*Requirement*: Here are some records. Print all of them exactly.

*Excerpted records*:
-- Opening Marker --

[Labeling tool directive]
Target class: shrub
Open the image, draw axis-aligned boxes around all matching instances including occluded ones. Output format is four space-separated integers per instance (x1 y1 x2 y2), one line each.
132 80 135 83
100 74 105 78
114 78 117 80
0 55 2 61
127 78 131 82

-- Closing Marker --

*Output of the task*:
[Labeling tool directive]
Target class: shrub
Open the image, draw axis-aligned boxes around all matching instances including occluded ones. Output format is four space-separated integers per instance (x1 y1 x2 y2), one line each.
132 80 135 83
100 74 105 78
114 78 117 80
0 55 2 61
127 78 131 82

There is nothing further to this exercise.